[Directive] Turn every row below into a numbered list, one line per item, leaving out blank lines.
═════ Supplied material ═════
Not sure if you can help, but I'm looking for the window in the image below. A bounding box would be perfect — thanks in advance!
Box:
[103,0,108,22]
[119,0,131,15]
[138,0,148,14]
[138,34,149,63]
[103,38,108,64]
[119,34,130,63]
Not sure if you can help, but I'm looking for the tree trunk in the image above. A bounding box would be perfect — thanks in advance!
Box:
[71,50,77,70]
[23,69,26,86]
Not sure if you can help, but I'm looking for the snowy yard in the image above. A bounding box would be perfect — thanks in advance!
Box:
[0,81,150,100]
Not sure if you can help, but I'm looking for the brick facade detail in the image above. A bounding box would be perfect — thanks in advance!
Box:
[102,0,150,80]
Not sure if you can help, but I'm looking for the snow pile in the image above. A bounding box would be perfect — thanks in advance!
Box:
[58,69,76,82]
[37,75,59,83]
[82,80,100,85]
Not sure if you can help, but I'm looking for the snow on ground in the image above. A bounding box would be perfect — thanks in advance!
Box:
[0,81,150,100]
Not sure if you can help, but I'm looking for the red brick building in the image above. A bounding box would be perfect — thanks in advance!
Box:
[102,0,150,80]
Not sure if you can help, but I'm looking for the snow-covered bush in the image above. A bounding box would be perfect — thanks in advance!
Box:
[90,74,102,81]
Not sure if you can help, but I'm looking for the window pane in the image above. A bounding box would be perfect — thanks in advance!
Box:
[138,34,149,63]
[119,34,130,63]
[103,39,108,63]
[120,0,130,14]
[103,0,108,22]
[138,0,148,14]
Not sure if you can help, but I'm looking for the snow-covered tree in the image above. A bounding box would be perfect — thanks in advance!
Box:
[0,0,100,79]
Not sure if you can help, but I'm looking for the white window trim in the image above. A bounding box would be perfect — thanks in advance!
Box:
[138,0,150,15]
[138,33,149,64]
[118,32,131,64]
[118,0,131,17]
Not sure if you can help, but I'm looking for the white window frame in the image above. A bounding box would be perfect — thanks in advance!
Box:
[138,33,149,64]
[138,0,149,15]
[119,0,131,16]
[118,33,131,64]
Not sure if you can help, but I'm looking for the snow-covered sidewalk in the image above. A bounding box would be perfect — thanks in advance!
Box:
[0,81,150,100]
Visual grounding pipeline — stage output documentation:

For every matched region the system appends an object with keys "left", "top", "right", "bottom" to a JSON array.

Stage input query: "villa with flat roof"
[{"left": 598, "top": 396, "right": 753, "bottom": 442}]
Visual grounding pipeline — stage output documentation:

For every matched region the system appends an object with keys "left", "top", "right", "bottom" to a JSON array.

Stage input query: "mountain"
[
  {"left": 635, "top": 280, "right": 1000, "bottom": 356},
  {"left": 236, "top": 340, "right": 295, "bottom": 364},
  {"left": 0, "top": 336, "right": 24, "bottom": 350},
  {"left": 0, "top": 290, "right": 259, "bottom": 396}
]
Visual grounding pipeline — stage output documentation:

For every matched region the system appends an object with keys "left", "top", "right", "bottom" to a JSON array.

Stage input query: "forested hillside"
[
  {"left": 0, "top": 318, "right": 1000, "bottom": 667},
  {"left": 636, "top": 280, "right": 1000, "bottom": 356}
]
═════
[The output]
1. Not sure if you can help, but I'm looking for the window in the image below. A bounding box would be perfect — thanks in advance!
2. Box:
3. [103,0,108,22]
4. [119,0,131,15]
5. [138,0,148,14]
6. [138,34,149,63]
7. [103,38,108,64]
8. [119,34,130,63]
9. Not sure if you can help, but I'm looking for the tree trunk in the image above. A bounding box would be perfect — thanks in advance!
10. Box:
11. [71,50,77,70]
12. [23,69,26,86]
13. Not sure if you can help, but I'm looking for the snowy yard in the image above. A bounding box would be perfect — thanks in advance!
14. Box:
15. [0,81,150,100]
16. Not sure if you can help, but I'm looking for the brick facade detail in the image above. A bounding box would be perfect — thanks in advance!
17. Box:
18. [102,0,150,80]
19. Not sure if you can help, but I'm looking for the snow pile in the image above. A bounding box would be perfect — thanks in advance!
20. Box:
21. [58,69,76,82]
22. [37,75,59,83]
23. [82,80,100,85]
24. Not sure if you can help, but I'm looking for the snow on ground in the image above. A bounding box would be perfect — thanks in advance!
25. Box:
26. [0,81,150,100]
27. Not sure if you can help, but I'm looking for the red brick building in the image above. A bounding box would be perfect — thanks in advance!
28. Box:
29. [102,0,150,80]
30. Not sure if you can help, but I'm looking for the snow-covered bush in the image above. A bounding box would be perfect — thanks in advance!
31. Box:
32. [90,74,102,81]
33. Not sure if you can help, but I'm looking for the window pane in the image above. A bounding box would be perfect — thanks in advance!
34. Box:
35. [138,34,149,63]
36. [119,34,130,63]
37. [103,39,108,63]
38. [120,0,130,14]
39. [103,0,108,22]
40. [138,0,148,14]
41. Not sure if you can help, but I'm looking for the snow-covered tree in the image above. A bounding box would be perfect — thanks in advance!
42. Box:
43. [0,0,100,79]
44. Not sure if you can help, but I'm looking for the white window trim in the image above. A bounding box would be perfect — thanks in advance!
45. Box:
46. [138,0,150,15]
47. [138,33,149,64]
48. [118,32,131,64]
49. [118,0,131,17]
50. Not sure if you can help, but I'm looking for the white window frame in the image above. A bounding box would be perfect — thanks in advance!
51. Box:
52. [138,33,149,64]
53. [138,0,149,15]
54. [119,0,131,16]
55. [118,33,131,64]
56. Not sure if you can help, but I'm looking for the snow-covered sidewalk in the image above. A bounding box would be perfect — thanks in advance!
57. Box:
58. [0,81,150,100]
59. Visual grounding pipeline — stage output documentation:
60. For every matched region the system appends an object with keys "left", "top", "right", "bottom" to a JSON array.
61. Stage input query: "villa with flat roof"
62. [{"left": 598, "top": 396, "right": 753, "bottom": 442}]
63. Visual grounding pipeline — stage output documentation:
64. For every matched region the system appends an object with keys "left", "top", "right", "bottom" to a JSON array.
65. Stage input query: "mountain"
66. [
67.   {"left": 635, "top": 280, "right": 1000, "bottom": 356},
68.   {"left": 236, "top": 340, "right": 295, "bottom": 364},
69.   {"left": 0, "top": 336, "right": 24, "bottom": 350},
70.   {"left": 0, "top": 290, "right": 259, "bottom": 396}
71. ]
72. Visual grounding pipeline — stage output documentation:
73. For every matched region the system appends an object with keys "left", "top", "right", "bottom" to a JSON array.
74. Stage input query: "forested hillside"
75. [
76.   {"left": 0, "top": 318, "right": 1000, "bottom": 667},
77.   {"left": 636, "top": 280, "right": 1000, "bottom": 356}
78. ]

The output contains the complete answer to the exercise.